Page
- - - - -

For this blog tour, we’re looking at a great work that shows the complex yet all too real lives of some WWII veterans you’ve likely never heard of. For this blog tour, we’re looking at Women Of The Post by Joshunda Sanders.
Here’s what I had to say about it on Goodreads:
Well Told Story Based On Real Unit/ People. This is a story probably unlike most any other you’ve encountered in historical fiction of WWII. Even if you’ve read about mail carrriers (there are a few such books out that I’m aware of, and likely more that I’m not), you likely haven’t read about *these* mail clerks. Even if you’ve read about African American servicemembers during the war, you likely haven’t read about *these* African American servicemembers during the war. Even if you’ve read about LGBT people during the war… you get the idea.

- - - - -

(A run of records)
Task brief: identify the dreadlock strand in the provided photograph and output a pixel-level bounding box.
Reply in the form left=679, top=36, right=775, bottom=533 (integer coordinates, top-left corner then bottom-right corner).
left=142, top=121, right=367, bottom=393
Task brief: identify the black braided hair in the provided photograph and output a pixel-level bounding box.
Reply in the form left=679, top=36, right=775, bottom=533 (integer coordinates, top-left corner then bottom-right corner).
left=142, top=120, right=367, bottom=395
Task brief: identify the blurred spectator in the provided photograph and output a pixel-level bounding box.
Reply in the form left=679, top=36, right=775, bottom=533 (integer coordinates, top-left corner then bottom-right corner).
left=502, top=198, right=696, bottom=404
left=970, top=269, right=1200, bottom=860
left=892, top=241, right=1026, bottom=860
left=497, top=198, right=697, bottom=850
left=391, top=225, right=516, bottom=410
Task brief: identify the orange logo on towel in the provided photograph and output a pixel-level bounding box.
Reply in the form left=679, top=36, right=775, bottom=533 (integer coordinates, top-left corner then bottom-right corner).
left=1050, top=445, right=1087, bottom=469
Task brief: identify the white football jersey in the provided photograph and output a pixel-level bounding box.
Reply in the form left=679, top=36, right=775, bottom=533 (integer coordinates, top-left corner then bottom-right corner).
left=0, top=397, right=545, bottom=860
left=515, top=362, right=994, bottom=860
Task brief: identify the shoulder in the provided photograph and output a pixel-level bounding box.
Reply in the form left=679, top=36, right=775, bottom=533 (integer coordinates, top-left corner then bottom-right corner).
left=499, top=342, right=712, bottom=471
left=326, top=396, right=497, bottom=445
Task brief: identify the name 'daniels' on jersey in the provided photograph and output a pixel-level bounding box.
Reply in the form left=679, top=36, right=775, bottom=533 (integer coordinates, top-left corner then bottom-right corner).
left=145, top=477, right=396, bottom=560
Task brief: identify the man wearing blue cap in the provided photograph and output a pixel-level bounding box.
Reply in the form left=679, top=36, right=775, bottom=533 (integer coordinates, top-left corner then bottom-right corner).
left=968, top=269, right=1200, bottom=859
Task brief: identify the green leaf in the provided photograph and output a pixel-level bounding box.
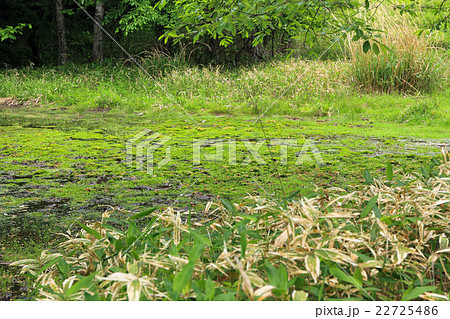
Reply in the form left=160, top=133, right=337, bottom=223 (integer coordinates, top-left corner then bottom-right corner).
left=189, top=229, right=212, bottom=247
left=172, top=261, right=194, bottom=292
left=264, top=263, right=280, bottom=287
left=66, top=272, right=97, bottom=297
left=363, top=40, right=370, bottom=53
left=220, top=198, right=236, bottom=214
left=386, top=162, right=394, bottom=181
left=56, top=258, right=70, bottom=277
left=240, top=232, right=247, bottom=258
left=37, top=257, right=63, bottom=276
left=402, top=286, right=436, bottom=301
left=130, top=207, right=159, bottom=219
left=77, top=222, right=102, bottom=239
left=372, top=205, right=381, bottom=219
left=361, top=195, right=378, bottom=218
left=189, top=241, right=205, bottom=262
left=372, top=42, right=380, bottom=55
left=330, top=265, right=361, bottom=288
left=205, top=277, right=216, bottom=300
left=364, top=169, right=373, bottom=184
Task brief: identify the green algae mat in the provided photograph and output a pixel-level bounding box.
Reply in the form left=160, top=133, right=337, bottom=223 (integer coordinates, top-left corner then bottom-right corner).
left=0, top=108, right=450, bottom=238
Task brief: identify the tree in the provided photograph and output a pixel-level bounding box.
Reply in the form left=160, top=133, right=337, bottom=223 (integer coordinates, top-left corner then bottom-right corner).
left=55, top=0, right=68, bottom=65
left=92, top=1, right=105, bottom=62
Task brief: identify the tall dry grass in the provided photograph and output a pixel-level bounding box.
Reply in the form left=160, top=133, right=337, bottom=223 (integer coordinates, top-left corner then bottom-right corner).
left=346, top=6, right=440, bottom=93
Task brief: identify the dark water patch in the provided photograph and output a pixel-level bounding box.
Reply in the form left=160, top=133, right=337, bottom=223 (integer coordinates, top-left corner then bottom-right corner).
left=22, top=197, right=70, bottom=215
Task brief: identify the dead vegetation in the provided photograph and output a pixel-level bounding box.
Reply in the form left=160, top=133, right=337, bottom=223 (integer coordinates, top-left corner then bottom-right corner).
left=14, top=154, right=450, bottom=300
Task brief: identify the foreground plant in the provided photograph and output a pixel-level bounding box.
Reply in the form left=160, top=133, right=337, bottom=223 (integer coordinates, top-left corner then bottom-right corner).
left=14, top=156, right=450, bottom=300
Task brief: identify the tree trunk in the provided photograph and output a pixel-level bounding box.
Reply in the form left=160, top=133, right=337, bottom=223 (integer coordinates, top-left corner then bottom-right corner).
left=92, top=1, right=105, bottom=61
left=55, top=0, right=68, bottom=65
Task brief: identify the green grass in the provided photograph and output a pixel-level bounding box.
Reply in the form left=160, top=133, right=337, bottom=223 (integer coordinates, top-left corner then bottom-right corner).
left=0, top=60, right=450, bottom=126
left=0, top=60, right=450, bottom=300
left=9, top=159, right=450, bottom=301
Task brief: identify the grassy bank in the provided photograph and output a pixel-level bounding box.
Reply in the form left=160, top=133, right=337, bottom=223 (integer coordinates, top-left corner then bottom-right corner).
left=0, top=60, right=450, bottom=300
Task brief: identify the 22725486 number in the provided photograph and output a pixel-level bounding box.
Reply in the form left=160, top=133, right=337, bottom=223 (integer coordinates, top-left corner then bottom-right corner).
left=376, top=306, right=438, bottom=316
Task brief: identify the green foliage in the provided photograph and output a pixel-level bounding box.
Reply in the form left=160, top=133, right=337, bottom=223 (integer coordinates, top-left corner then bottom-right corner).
left=347, top=7, right=442, bottom=94
left=9, top=157, right=450, bottom=300
left=0, top=23, right=31, bottom=42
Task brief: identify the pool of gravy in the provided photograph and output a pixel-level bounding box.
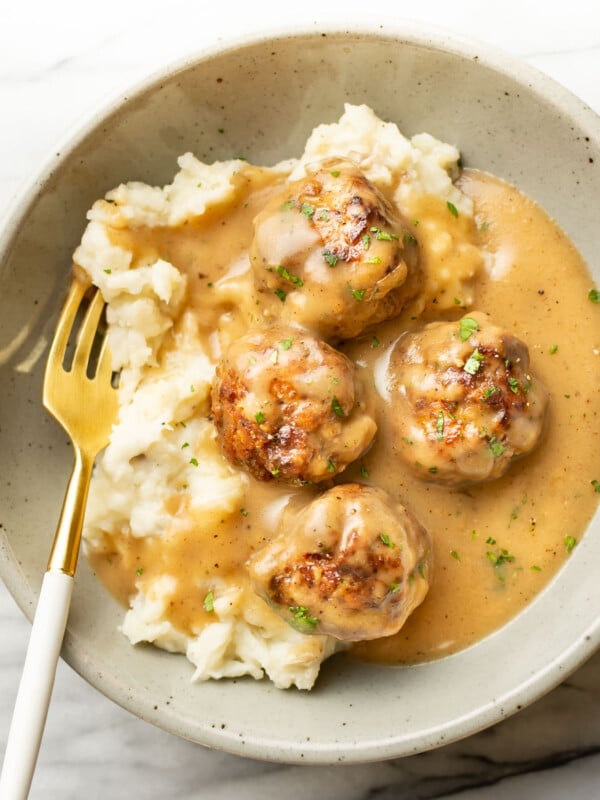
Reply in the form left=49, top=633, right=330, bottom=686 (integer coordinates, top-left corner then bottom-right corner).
left=91, top=169, right=600, bottom=664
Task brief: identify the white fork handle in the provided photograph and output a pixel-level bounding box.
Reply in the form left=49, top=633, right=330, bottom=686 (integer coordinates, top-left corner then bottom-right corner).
left=0, top=570, right=73, bottom=800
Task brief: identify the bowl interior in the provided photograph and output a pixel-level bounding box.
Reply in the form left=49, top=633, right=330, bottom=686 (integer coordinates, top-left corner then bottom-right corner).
left=0, top=23, right=600, bottom=763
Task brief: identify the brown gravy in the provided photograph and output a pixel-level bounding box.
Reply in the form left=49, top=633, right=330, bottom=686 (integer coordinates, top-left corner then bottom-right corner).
left=91, top=169, right=600, bottom=663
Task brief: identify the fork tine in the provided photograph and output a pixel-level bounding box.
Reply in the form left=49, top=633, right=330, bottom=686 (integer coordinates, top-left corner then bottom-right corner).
left=96, top=336, right=113, bottom=382
left=46, top=280, right=88, bottom=371
left=72, top=291, right=104, bottom=371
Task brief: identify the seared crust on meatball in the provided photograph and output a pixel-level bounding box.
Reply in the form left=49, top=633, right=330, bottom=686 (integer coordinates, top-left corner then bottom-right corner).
left=212, top=325, right=376, bottom=484
left=250, top=159, right=420, bottom=341
left=388, top=312, right=548, bottom=486
left=248, top=483, right=431, bottom=641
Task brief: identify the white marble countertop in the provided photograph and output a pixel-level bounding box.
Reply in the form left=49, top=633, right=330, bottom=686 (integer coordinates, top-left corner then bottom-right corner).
left=0, top=0, right=600, bottom=800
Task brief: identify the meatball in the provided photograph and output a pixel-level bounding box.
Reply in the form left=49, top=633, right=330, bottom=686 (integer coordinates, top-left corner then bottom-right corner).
left=250, top=159, right=420, bottom=341
left=387, top=312, right=548, bottom=486
left=248, top=483, right=431, bottom=641
left=212, top=325, right=377, bottom=484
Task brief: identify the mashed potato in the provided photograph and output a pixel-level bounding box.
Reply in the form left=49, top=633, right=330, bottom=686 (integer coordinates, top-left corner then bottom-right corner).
left=79, top=105, right=483, bottom=689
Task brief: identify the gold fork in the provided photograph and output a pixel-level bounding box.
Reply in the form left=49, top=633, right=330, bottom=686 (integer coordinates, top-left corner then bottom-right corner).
left=0, top=279, right=118, bottom=800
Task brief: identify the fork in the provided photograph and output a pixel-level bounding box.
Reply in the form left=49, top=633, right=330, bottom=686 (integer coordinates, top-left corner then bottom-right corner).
left=0, top=279, right=118, bottom=800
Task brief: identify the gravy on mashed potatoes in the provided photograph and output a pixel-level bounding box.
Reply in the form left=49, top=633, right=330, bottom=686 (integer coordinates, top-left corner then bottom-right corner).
left=74, top=105, right=600, bottom=689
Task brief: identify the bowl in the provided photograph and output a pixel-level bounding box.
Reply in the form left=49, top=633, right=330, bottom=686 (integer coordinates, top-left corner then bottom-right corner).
left=0, top=21, right=600, bottom=764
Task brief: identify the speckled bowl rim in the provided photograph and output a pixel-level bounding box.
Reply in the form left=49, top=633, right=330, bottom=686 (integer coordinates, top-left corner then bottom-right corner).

- - - - -

Your tasks
• A. In the blog review, retype the passage from "For this blog tour, we’re looking at a" to "get the idea.".
• B. Condense the paragraph of the blog review that opens "For this blog tour, we’re looking at a great work" into a single shorter sentence that keeps its main facts.
• C. Proceed with the blog review about Women Of The Post, writing on from its final sentence.

The results
• A.
For this blog tour, we’re looking at a great work that shows the complex yet all too real lives of some WWII veterans you’ve likely never heard of. For this blog tour, we’re looking at Women Of The Post by Joshunda Sanders.
Here’s what I had to say about it on Goodreads:
Well Told Story Based On Real Unit/ People. This is a story probably unlike most any other you’ve encountered in historical fiction of WWII. Even if you’ve read about mail carrriers (there are a few such books out that I’m aware of, and likely more that I’m not), you likely haven’t read about *these* mail clerks. Even if you’ve read about African American servicemembers during the war, you likely haven’t read about *these* African American servicemembers during the war. Even if you’ve read about LGBT people during the war… you get the idea.

• B. This blog tour features Women Of The Post by Joshunda Sanders, a great work showing the complex, all too real lives of WWII veterans most readers have likely never heard of.

• C.
One thing that became interesting to me as I read this was thinking of the grandmother I don’t often think of much, my mom’s mom. But this was the grandmother that was married during WWII, and who bore her first child – my oldest uncle – just months before D-Day. Her husband at the time, my grandfather, I’ve spoken of a fair amount in reviews of WWII books, including his Silver Star and Purple Heart for his actions during the Battle of the Bulge. But here, the connection is with his wife, back home in Georgia alone (presumably with family around) with their infant son. You see, even when I knew her almost 40 years later, during the dawn of the Personal Computer era and as the Net was coming online (she would die a few years after the Dot Com Bust of the mid 2000s, having outlived both of her husbands and sharing this earth for over 23 years with me)… that woman always *loved* writing and receiving letters. Actual, handwritten, long form, letters. As with my grandfathers and their experiences in WWII, I can’t *know* what she went through living through that era – I never once asked her about it. But seeing how letters and morale were stressed so dearly in this tale here, and knowing her own situation at the time, I can maybe make some assumptions about how *I* would feel in similar situations, and it brings another level of depth to both this tale and my memories of her life.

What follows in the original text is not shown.